• 指示 A: 本文によると、筆者が自分の言葉できちんと報告しようとパソコンに向かったのはなぜか。本文に述べられている理由を説明しなさい。

• 本文:
═══

2011年10月13日木曜日

ありがとうございました

皆様、大変ご無沙汰しております。
僕は現在、入院先の整形外科の病棟で、このメールを書いています。
 
明日、肩の手術を受けることになりました。
まだ現役として野球を続けたい、その気持ちから、賭けに出ることにしました。
手術をして、もとのように投げられるようになるかどうかはわかりません。
けれど、後悔のないように、でき得ることはすべてやってみたいのです。
あきらめの悪い男だと笑ってやってください。しつこさには自信があります。
明日からは完全に右側を固定されてしまうので、
これがおそらくは、今年最後のメールです。
 
そして、「オリックスの田口」としても、最後のメールとなります。
 
最近の報道などで、皆様にはご心配をおかけし、申し訳ない気持ちでいっぱいでした。
同時に、シーズンで一番大切な時期にいるチームに、私事のごたごたで
迷惑をかけたくない、という気持ちから、まずは黙っていよう、と決めていました。
しかし、球団側の発表と、事実があまりにかけ離れていることで、
「いったい真実は何なのか」と、応援してくださる皆さんを混乱させてしまうのは
あまりに失礼であると思い、自分の言葉できちんと報告すべきと、
パソコンに向かった次第です。
 
9月の中ごろだったでしょうか。球団から「お前は来年どうしたいんだ」と聞かれ、
「現役やりたいですねえ」と話したのを覚えています。
「引退するんやったら、コーチとかのポストをあけるつもりはあるけどなあ」とは
言われましたが、話はそれで終わりました。
 
そして、9月30日。

═══

• エントリー一覧:
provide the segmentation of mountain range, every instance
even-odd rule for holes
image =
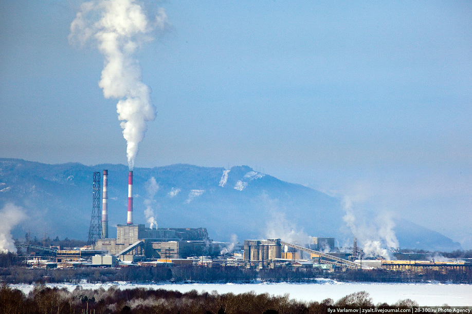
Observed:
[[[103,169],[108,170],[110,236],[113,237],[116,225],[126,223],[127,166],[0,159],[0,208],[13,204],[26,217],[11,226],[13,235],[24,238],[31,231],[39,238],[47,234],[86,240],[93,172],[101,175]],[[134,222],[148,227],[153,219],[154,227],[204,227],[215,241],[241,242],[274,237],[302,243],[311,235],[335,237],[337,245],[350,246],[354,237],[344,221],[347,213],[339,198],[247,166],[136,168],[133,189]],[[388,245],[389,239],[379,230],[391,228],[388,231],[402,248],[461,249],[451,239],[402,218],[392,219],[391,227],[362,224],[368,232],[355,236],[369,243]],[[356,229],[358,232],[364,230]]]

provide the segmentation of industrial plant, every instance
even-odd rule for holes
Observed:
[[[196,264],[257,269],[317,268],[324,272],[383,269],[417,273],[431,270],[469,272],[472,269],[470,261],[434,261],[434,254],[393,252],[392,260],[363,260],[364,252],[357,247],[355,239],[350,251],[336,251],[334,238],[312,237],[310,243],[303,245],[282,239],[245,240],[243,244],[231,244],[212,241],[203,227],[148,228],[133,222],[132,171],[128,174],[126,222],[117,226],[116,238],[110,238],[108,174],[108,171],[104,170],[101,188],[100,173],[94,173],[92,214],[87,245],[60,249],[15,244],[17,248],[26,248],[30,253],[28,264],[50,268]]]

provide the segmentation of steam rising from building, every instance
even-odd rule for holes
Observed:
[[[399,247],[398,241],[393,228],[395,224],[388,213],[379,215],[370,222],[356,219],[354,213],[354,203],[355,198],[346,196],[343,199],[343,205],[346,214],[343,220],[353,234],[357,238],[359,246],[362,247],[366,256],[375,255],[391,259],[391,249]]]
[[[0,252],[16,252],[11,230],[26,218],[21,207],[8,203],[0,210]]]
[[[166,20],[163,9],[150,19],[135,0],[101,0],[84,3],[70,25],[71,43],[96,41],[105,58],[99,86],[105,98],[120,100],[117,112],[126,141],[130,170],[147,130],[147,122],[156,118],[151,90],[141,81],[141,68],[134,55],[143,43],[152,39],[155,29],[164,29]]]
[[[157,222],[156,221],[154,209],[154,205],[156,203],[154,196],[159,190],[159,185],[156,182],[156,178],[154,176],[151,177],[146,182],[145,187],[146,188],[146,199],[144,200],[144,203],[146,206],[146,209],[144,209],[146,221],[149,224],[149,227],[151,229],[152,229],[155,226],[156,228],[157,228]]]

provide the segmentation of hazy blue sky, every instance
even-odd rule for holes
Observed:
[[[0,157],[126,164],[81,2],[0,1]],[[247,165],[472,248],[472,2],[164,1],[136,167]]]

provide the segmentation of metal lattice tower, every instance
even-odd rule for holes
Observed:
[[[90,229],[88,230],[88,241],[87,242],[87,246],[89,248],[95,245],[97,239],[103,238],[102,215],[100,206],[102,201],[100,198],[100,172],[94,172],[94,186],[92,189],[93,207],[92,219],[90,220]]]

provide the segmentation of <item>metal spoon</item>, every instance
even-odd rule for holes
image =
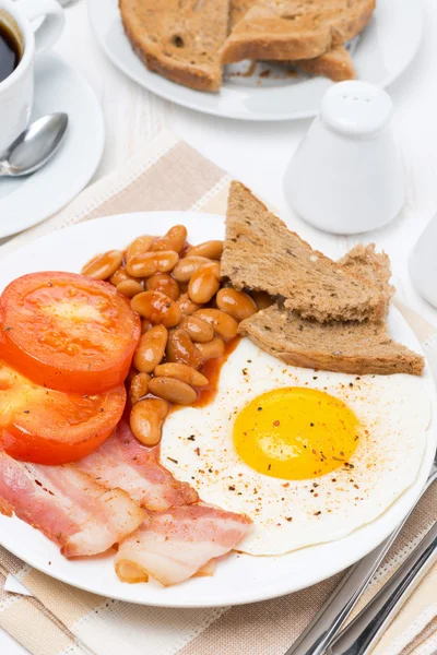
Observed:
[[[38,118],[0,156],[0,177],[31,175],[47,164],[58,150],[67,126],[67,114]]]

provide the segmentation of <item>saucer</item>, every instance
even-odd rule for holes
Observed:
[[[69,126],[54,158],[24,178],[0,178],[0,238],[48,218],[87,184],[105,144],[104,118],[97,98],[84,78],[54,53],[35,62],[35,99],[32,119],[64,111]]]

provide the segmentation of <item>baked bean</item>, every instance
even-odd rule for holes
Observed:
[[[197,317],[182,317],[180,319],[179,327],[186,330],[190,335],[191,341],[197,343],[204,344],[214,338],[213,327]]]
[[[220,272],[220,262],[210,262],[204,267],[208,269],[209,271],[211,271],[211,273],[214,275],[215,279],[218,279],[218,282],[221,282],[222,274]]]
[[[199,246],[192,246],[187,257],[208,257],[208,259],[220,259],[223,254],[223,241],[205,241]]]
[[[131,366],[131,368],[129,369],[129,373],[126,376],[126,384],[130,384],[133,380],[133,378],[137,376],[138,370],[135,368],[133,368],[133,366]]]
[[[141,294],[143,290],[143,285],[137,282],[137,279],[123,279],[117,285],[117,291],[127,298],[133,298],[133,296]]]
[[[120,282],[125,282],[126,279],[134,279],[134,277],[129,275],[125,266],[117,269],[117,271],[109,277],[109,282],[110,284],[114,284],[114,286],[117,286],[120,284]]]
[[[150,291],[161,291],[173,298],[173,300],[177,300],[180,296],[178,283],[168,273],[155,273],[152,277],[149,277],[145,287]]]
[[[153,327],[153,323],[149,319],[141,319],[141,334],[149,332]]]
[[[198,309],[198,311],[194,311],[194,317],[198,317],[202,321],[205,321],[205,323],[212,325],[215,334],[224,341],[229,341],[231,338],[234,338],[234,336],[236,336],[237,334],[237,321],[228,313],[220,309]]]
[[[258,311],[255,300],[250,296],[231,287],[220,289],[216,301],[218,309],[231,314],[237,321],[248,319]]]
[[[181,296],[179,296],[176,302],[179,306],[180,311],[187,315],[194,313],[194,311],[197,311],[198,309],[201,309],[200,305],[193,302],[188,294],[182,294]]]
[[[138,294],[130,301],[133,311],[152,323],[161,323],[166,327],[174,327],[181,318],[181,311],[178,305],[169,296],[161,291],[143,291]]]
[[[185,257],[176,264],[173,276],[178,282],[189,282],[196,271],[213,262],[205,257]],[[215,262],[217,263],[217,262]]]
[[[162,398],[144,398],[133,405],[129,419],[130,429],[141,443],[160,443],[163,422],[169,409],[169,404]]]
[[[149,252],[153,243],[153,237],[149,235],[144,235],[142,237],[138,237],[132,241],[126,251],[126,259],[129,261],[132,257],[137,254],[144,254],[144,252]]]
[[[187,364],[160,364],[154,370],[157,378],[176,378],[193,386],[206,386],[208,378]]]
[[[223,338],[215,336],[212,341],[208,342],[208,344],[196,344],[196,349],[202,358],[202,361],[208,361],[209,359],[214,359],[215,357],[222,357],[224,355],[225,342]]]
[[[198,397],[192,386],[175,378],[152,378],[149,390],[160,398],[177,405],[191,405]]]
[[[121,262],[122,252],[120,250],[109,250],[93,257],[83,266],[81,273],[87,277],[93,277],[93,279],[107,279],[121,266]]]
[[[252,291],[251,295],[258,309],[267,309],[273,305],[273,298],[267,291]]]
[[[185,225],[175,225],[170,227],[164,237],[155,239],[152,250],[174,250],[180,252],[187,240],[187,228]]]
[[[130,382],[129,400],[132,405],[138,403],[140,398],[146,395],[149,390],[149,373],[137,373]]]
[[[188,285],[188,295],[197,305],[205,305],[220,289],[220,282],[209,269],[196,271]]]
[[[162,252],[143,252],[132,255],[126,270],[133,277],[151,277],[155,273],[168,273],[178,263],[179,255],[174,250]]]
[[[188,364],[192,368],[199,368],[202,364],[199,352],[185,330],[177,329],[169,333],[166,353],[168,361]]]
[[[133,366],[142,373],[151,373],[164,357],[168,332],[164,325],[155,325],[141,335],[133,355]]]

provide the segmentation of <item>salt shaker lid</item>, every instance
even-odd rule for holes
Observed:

═══

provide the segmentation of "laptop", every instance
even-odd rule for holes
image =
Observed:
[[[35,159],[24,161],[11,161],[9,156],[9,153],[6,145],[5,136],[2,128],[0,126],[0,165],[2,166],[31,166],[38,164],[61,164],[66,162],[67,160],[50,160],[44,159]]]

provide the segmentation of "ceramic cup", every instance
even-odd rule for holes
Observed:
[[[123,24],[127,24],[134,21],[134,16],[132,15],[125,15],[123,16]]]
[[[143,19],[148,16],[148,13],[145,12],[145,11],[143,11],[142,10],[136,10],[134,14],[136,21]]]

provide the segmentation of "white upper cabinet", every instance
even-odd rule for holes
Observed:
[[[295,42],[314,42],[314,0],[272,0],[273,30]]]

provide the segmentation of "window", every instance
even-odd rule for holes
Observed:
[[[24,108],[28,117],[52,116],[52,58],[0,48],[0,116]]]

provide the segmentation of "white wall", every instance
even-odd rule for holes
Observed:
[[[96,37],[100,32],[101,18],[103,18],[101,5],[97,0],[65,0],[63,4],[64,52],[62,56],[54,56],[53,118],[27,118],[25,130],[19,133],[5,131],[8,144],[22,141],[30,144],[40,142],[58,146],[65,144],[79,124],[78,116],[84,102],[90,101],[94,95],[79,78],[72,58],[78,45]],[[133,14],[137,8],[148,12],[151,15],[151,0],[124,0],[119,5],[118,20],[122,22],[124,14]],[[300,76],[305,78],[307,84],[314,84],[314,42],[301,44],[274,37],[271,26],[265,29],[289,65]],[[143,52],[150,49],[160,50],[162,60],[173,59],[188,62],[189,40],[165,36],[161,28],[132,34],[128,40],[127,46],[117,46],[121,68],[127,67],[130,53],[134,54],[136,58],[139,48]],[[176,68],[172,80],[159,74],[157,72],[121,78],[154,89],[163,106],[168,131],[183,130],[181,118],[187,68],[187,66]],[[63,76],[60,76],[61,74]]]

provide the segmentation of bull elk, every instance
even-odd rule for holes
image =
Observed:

═══

• 指示 B: エントリーの中で「item」という文字列を含む行の数を答えなさい。数だけを書くこと。

• 解答 A: 球団側の発表と事実があまりにかけ離れていたため、応援してくれる人たちを「いったい真実は何なのか」と混乱させてしまうのはあまりに失礼だと思ったから。

• 解答 B: 4